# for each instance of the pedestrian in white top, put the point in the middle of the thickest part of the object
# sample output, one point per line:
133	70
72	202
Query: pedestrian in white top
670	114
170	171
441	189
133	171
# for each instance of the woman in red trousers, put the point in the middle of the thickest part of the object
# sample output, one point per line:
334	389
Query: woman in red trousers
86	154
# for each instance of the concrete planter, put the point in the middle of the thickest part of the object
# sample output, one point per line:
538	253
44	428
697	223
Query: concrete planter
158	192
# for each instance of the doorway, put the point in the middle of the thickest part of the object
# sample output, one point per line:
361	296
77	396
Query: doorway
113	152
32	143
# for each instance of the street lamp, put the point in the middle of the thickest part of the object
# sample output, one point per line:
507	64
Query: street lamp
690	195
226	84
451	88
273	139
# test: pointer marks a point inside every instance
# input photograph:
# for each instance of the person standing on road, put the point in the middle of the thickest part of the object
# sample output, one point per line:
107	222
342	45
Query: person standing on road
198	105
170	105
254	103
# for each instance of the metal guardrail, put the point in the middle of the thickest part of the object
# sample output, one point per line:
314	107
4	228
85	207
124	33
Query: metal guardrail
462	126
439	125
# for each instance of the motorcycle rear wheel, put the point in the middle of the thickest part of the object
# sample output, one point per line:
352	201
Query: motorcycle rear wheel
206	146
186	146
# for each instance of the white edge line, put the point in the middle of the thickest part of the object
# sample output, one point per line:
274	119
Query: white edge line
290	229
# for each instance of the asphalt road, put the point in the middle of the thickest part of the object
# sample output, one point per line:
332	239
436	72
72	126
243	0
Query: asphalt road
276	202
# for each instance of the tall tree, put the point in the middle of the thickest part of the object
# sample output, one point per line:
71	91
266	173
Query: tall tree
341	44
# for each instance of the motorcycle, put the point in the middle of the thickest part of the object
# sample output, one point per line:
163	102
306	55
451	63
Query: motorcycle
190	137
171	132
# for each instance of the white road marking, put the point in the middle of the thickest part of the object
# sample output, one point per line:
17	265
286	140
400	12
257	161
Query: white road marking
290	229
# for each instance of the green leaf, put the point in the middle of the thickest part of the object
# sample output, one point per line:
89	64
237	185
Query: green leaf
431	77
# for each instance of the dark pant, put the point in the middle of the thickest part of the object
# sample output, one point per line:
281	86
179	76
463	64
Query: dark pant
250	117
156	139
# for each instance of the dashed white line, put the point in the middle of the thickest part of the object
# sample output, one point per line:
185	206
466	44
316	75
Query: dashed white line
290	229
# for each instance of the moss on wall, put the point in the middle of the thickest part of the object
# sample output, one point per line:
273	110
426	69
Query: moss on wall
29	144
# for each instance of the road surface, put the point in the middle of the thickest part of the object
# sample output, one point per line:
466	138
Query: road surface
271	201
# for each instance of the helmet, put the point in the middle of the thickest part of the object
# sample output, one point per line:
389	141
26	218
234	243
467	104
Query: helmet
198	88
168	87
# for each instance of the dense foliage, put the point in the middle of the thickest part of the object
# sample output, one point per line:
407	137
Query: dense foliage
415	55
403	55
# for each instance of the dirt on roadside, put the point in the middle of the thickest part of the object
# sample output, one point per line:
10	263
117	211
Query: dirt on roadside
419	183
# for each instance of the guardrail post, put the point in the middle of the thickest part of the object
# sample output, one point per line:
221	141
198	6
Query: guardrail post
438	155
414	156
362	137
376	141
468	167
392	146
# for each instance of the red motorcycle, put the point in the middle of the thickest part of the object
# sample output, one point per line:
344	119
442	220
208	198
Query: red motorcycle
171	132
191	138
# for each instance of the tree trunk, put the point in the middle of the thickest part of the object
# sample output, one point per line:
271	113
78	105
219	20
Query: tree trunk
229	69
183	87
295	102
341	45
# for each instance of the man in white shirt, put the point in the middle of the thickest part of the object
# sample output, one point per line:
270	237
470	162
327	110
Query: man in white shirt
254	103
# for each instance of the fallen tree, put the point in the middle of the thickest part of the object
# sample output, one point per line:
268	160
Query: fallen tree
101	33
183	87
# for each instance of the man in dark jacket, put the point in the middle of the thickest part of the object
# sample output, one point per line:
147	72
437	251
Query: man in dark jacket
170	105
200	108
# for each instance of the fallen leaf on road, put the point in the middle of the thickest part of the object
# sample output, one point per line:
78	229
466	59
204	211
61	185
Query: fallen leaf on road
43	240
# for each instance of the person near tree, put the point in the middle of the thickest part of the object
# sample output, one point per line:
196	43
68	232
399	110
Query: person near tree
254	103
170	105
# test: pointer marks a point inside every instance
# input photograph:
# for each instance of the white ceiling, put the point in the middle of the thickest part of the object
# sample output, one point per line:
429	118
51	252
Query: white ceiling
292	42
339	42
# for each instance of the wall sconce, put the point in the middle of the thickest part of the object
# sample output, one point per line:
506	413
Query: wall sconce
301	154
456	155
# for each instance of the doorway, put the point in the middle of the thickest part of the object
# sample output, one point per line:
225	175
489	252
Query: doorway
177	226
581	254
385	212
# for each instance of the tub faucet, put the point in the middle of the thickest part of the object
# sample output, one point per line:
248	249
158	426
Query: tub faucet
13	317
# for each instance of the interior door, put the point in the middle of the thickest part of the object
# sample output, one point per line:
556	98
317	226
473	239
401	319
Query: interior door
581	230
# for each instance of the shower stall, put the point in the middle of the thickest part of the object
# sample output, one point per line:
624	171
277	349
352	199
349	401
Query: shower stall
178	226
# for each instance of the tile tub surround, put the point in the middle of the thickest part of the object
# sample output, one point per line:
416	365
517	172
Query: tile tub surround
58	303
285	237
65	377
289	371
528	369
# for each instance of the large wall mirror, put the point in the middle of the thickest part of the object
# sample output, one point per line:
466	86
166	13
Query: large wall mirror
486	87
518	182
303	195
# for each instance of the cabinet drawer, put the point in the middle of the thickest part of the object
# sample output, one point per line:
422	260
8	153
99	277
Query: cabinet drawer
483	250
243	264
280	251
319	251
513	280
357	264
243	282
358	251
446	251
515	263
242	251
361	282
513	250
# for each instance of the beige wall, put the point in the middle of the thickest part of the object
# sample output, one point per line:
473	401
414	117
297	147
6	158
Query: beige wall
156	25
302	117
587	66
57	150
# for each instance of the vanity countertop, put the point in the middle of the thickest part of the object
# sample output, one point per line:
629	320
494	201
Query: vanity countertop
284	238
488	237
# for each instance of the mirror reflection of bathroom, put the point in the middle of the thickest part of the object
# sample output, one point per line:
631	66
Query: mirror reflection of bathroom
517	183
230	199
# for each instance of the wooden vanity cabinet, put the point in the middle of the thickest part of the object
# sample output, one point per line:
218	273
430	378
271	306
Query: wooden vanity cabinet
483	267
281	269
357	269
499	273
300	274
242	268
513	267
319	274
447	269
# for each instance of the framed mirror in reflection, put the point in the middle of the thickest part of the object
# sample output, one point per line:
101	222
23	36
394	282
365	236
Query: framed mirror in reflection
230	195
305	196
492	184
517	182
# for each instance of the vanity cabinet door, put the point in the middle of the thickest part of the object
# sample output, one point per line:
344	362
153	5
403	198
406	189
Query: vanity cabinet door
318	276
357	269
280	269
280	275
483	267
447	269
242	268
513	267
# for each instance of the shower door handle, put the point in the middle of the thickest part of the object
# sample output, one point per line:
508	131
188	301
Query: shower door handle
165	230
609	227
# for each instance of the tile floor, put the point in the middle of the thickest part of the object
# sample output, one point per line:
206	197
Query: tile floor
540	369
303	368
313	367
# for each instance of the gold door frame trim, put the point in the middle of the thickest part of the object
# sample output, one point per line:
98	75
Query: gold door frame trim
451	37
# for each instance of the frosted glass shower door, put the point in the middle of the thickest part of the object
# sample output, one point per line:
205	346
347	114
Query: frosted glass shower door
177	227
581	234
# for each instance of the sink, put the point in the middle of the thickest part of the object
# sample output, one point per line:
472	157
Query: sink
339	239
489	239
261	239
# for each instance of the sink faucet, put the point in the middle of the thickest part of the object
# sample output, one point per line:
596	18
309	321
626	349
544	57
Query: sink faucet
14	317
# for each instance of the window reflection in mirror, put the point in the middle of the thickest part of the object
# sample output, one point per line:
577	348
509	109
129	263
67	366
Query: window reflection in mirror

----

Reproduce unchanged every line from the one containing "# for each instance of the shower door" through the last line of the material.

# for each instance of the shower door handle, put the point in the middle of the thickest part of the object
# sample output, one point per line:
508	131
188	301
Query: shower door handle
165	230
609	227
# for each instance of the tile floor, put the point in the middle of the thickest part of the object
# sample output, one point per line:
206	197
Query: tile floor
540	369
303	368
313	367
# for each instance of the gold door frame trim, put the point in the middle of the thickest part of the object
# sample output, one point per line:
98	75
Query: gold door frame trim
451	37
# for each instance of the frosted glass shower door, put the point in the middle of the thickest part of the object
# sample output, one point per line:
205	346
347	114
Query: frosted glass shower door
177	227
581	234
# for each instance of the sink, put the point in the middle of the thickest part of the object
# sample output, one point per line:
472	157
Query: sink
339	239
489	239
261	239
# for each instance of the sink faucet, put the point in the middle of the thickest part of the object
# sample output, one point per line:
596	18
309	321
626	349
544	57
Query: sink faucet
14	317
# for each instance of the window reflection in mirror, put the point in the middle of the thickest part of the object
# sample output, one point per line:
577	348
509	109
129	263
67	366
Query: window reflection in mirror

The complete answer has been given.